- _Suas tarefas_
• 1. Relacione todos os nomes geográficos citados no texto sobre o Povoado Cabeço.
• 2. Resuma em duas frases o texto sobre o Povoado Cabeço.
• 3. Retome o texto sobre o desaparecimento do Povoado Cabeço, dando-lhe continuidade a partir da última frase apresentada.

- _Trecho selecionado_
+--

O retorno para a terra natal costuma ser um momento de encontro com as próprias raízes e conexão com o passado. Para Jandilma Santos, de 44 anos, a cidade onde viveu durante a infância, hoje, é apenas uma lembrança. Isso porque o Povoado Cabeço, território que era localizado na foz do Rio São Francisco, em Sergipe, foi consumido pelo oceano no fim dos anos 1990.
A pedagoga lembrou, à reportagem da agência Deutsche Welle, do dia em que foi acordada pela mãe enquanto o mar invadia a casa em que moravam. Ao descer da cama, Santos percebeu a água salgada já na altura da canela. Aquela não era a primeira vez, nem seria a última em que ela veria casas serem submersas pelo oceano.
Povoado Cabeço desapareceu do mapa em 1990
O povoado de pescadores ficava na região do Baixo São Francisco, em Sergipe, e desapareceu do mapa brasileiro no fim dos anos de 1990. Mais de duas décadas depois de sumir, o povoado e sua população conseguiram uma indenização histórica em relação ao impacto socioambiental das barragens na paisagem nacional.

+--

- _Linhas de dados_
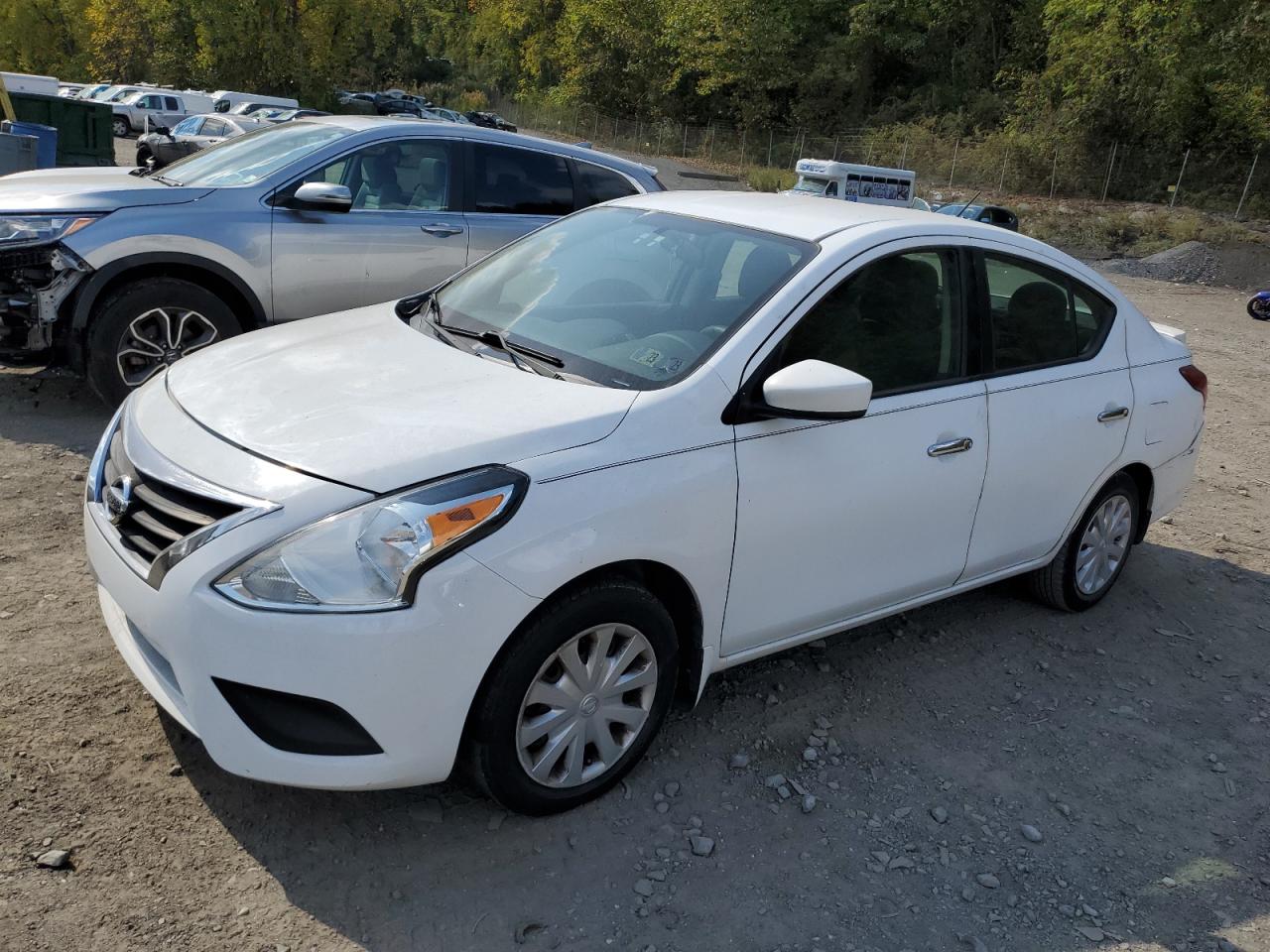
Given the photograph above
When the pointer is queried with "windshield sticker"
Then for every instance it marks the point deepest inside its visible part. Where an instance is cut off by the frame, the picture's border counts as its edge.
(648, 357)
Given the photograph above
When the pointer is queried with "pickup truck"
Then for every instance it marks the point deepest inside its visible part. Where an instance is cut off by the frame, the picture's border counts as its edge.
(160, 107)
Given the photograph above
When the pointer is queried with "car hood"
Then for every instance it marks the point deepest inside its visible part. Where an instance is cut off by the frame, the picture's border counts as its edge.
(362, 399)
(86, 190)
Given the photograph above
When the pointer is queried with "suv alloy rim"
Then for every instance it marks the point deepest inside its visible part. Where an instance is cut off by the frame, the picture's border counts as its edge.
(1103, 544)
(585, 706)
(159, 338)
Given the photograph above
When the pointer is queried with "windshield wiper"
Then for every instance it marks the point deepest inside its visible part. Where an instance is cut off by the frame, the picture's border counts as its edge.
(522, 357)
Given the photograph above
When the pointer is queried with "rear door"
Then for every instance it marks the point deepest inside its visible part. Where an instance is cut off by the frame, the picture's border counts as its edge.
(1060, 402)
(513, 190)
(402, 235)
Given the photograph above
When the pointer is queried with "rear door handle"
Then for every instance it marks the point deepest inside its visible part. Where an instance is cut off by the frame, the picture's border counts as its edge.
(952, 445)
(1118, 414)
(441, 230)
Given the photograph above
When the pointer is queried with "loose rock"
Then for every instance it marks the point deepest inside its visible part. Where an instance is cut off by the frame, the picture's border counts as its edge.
(54, 860)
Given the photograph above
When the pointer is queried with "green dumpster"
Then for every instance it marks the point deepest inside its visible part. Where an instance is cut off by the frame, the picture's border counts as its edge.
(84, 135)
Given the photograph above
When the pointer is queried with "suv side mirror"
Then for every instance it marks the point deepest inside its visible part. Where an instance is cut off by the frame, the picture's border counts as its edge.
(817, 390)
(321, 197)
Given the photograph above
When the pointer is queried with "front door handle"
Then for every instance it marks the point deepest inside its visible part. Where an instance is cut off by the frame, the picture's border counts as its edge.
(1118, 414)
(441, 230)
(952, 445)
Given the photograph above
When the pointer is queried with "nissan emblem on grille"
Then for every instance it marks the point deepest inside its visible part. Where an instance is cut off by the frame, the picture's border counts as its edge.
(118, 498)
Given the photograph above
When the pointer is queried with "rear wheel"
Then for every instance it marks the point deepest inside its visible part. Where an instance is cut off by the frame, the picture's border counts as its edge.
(575, 701)
(144, 327)
(1095, 553)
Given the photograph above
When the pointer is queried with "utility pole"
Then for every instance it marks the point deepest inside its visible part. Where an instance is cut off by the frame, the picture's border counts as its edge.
(1180, 173)
(1247, 184)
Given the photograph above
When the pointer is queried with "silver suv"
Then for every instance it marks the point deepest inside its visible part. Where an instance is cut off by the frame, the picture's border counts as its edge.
(117, 272)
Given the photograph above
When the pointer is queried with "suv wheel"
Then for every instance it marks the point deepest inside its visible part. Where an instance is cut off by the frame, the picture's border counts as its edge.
(575, 701)
(144, 327)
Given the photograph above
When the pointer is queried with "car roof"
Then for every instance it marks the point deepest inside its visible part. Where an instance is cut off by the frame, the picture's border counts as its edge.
(794, 216)
(390, 127)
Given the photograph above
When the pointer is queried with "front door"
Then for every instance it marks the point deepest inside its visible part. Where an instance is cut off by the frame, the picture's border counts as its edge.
(1060, 400)
(842, 518)
(400, 236)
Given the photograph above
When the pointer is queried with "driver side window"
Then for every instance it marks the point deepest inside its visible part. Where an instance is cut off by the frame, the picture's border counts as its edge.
(897, 321)
(409, 176)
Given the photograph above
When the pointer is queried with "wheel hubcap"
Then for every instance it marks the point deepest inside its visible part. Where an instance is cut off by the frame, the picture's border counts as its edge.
(585, 706)
(159, 338)
(1103, 544)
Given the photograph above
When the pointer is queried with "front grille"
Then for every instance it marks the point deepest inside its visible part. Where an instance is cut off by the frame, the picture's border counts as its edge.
(160, 513)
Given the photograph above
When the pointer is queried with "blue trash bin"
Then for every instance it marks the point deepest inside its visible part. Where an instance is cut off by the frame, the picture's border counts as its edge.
(46, 136)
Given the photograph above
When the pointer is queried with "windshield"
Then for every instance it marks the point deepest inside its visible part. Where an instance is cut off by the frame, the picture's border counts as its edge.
(620, 296)
(250, 158)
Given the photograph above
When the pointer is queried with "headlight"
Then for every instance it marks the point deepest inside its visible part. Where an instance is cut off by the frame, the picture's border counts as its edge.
(370, 557)
(37, 229)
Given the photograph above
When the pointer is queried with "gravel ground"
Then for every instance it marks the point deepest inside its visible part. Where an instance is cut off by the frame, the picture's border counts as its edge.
(982, 774)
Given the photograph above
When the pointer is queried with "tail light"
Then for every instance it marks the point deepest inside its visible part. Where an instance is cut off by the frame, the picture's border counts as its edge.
(1198, 380)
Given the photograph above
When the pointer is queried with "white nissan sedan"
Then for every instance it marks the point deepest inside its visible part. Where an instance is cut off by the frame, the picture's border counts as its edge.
(508, 521)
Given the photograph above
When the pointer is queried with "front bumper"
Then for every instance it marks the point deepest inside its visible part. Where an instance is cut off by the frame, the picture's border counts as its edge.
(407, 676)
(33, 284)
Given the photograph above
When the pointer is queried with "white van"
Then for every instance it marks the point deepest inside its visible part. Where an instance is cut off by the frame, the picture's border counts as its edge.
(226, 99)
(26, 82)
(857, 182)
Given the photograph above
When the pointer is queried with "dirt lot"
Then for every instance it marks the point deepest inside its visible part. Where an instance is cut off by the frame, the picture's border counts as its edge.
(1133, 739)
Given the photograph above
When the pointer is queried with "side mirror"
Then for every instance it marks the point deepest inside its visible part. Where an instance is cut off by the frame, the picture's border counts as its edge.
(818, 390)
(321, 197)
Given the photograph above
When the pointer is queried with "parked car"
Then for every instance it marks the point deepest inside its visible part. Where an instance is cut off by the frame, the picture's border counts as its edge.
(987, 213)
(404, 107)
(449, 114)
(490, 121)
(511, 520)
(166, 146)
(225, 99)
(149, 108)
(289, 114)
(118, 272)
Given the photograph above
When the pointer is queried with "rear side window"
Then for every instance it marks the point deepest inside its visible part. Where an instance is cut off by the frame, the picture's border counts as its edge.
(601, 184)
(520, 181)
(1040, 316)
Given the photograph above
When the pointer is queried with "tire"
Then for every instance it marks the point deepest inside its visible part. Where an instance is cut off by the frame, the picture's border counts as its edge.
(572, 765)
(146, 326)
(1075, 581)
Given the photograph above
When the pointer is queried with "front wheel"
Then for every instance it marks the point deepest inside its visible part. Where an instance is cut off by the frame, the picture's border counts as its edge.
(1095, 553)
(575, 701)
(144, 327)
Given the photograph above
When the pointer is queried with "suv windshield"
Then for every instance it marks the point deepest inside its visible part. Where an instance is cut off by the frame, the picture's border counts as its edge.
(620, 296)
(250, 158)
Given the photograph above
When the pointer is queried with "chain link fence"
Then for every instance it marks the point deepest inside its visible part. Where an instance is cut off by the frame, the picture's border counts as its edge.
(1225, 181)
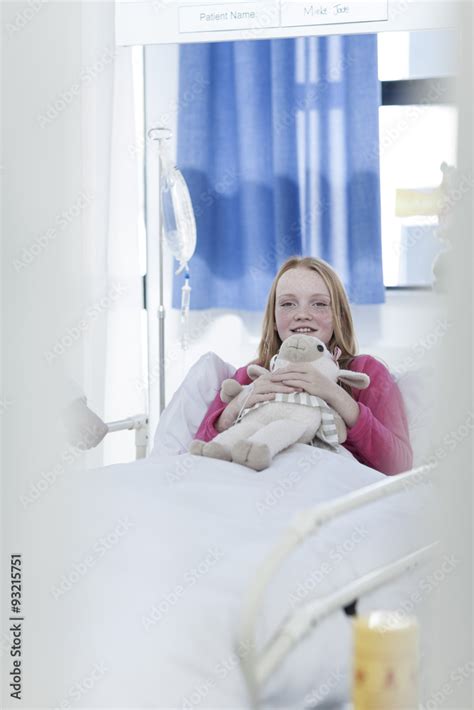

+--

- _Respostas fornecidas_
• 1. Povoado Cabeço; Rio São Francisco; Sergipe; Baixo São Francisco.

• 2. O Povoado Cabeço, povoado de pescadores situado na foz do Rio São Francisco, em Sergipe, foi consumido pelo oceano no fim dos anos 1990. Jandilma Santos, que viveu ali na infância, recorda o dia em que o mar invadiu sua casa, e, mais de duas décadas depois, o povoado e sua população obtiveram uma indenização histórica pelo impacto socioambiental das barragens.

• 3.
Os 220 moradores receberam R$ 40 milhões da Chesf (Companhia Hidrelétrica do São Francisco), em maio de 2024, após provarem que o Povoado Cabeço foi engolido pelo mar devido à construção da barragem da UHE (Usina Hidrelétrica) de Xingó, em Canindé de São Francisco, na divisa entre Alagoas e Sergipe. A obra provocou uma erosão costeira na foz do rio, culminando com elevação das águas na região.
Segundo a Deutsche Welle, os moradores lutavam desde 2003 para conquistar a reparação. O processo, aberto na Justiça Federal, terminou com um acordo e garantiu a cada um dos moradores o valor líquido, já retirando os honorários advocatícios, de R$ 153 mil.
O valor é quatro vezes maior do que as indenizações previstas no acordo homologado em novembro, no STF (Supremo Tribunal Federal), pelos danos causados com o rompimento da barragem de Fundão em Mariana, no ano de 2015.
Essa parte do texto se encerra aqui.